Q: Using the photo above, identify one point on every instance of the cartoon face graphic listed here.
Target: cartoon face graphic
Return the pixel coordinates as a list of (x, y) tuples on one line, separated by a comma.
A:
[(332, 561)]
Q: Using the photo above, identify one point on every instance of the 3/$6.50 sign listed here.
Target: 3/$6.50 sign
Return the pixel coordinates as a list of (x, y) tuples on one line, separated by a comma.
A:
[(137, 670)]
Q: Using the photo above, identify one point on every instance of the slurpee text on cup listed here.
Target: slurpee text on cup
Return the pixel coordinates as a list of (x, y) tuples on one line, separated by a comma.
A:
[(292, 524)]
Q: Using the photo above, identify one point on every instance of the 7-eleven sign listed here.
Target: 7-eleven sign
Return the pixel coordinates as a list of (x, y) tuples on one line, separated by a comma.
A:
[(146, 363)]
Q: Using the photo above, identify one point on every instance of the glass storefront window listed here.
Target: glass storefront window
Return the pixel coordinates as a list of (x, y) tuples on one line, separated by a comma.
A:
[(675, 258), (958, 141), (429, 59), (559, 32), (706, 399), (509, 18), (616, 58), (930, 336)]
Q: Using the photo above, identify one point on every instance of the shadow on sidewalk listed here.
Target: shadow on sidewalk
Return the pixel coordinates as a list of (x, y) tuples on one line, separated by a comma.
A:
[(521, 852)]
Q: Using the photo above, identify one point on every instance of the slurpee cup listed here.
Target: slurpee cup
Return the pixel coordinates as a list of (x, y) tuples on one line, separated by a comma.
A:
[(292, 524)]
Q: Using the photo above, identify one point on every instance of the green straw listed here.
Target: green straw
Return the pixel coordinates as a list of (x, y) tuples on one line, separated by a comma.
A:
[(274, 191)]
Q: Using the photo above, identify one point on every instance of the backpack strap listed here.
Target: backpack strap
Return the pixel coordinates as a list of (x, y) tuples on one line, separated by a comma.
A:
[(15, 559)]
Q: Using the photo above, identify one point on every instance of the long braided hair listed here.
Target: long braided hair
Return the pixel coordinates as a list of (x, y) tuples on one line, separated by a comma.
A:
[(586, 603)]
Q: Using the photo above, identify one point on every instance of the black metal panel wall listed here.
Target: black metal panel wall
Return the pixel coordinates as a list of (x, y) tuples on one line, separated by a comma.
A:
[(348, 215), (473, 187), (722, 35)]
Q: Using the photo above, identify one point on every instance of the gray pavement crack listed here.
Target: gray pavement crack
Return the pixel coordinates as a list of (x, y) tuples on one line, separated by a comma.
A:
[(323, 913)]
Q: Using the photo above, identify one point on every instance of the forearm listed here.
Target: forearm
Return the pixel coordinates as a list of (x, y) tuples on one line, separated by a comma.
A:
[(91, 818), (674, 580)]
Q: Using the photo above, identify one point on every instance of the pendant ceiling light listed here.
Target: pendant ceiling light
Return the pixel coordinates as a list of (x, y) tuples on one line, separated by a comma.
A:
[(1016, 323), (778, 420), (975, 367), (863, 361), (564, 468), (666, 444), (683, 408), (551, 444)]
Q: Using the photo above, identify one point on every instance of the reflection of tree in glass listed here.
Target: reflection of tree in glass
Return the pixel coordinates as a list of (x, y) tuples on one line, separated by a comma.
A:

━━━━━━━━

Repeat all the material above, matching every character.

=== Output of the task ===
Q: Using the photo above, identify one point on every instance of the cartoon face graphic listed here.
Target: cartoon face graphic
Return the pixel coordinates as a list of (x, y) tuples on one line, separated by a comma.
A:
[(332, 561)]
Q: Using the photo above, identify one point on every instance of the 3/$6.50 sign listed here.
Target: 3/$6.50 sign
Return the pixel coordinates as a list of (x, y) tuples on one line, separated by a comma.
A:
[(137, 670)]
Q: Using the photo above, identify one point on every instance of the slurpee text on cup listed here.
Target: slurpee text on cup
Return the pixel coordinates as a list of (x, y) tuples on one line, separated by a comma.
A:
[(292, 524)]
Q: Using the photo above, identify one point on every instance of the 7-eleven sign listed here.
Target: 7-eleven sign
Return the pixel coordinates as a list of (x, y) tuples on one line, separated by a comma.
A:
[(146, 363)]
Q: Using the photo above, identify one point on every instance of the glass storefront window listed here.
Target: glass storefront window
Return the pixel coordinates as a list of (x, y) tuples on one line, separated by a comma.
A:
[(675, 258), (958, 141), (429, 59), (559, 32), (706, 399), (509, 18), (616, 58), (930, 336)]
Q: Using the photo above, identify one point on every instance of the shadow on sidewalk listed here.
Target: shadow on sidewalk
Return the pixel coordinates as a list of (x, y) tuples on one line, separated by a comma.
A:
[(521, 852)]
Q: Using the photo above, identify one point on every instance of the slurpee cup listed here.
Target: slurpee cup
Return the pixel coordinates as a list of (x, y) tuples on one line, separated by a comma.
A:
[(292, 524)]
Q: Using the photo above, identify one point on every instance of the green straw listed here.
Target: green straw
Return the pixel coordinates as a list of (x, y) tuples on one line, separated by a comma.
A:
[(274, 191)]
Q: Using the photo above, identify one point on every instance of the backpack strap listed here.
Target: backpack strap
Return the pixel coordinates as a list of (x, y) tuples on one line, separated by a comma.
A:
[(15, 559)]
Q: Using the photo above, identify one point on every instance of the long braided hair listed here.
Target: long braided hair
Return the pixel coordinates as a list of (x, y) tuples on one line, separated by a comma.
A:
[(586, 603)]
Q: Using the photo above, identify one point on every instance of the black metal panel wall listed here.
Target: black metal panel wall
Return the pixel coordinates as a list of (x, y) tuples on one line, separated by a comma.
A:
[(348, 215), (473, 187), (722, 35)]
Q: Using the photo above, identify one point on every instance of the gray pavement crack listed here.
Target: gray pavement crack
Return the pixel coordinates as a list of (x, y) tuples on one line, separated by a comma.
A:
[(323, 913)]
Q: Using the photo above, identify one point on every instance of the forearm listed here.
Target: forearm
Return the pixel coordinates as a list of (x, y) tuples on one line, separated by a comma.
A:
[(91, 818), (674, 580)]
Q: Using the photo above, identify one point on every instance of the pendant ceiling light listed here.
Target: pendant ceiling light
Return the pixel coordinates as a list of (x, y) tuples on one line, separated by a comma.
A:
[(1016, 323), (778, 420), (975, 367), (863, 361), (564, 468), (666, 444), (683, 408), (551, 444)]
Q: Using the photo above, identify one point on every instance of the reflection of tree in glass listed here.
Target: reflection of tree in glass
Return the pixel coordinates as a list of (x, y) tuples on one line, separated by a comma.
A:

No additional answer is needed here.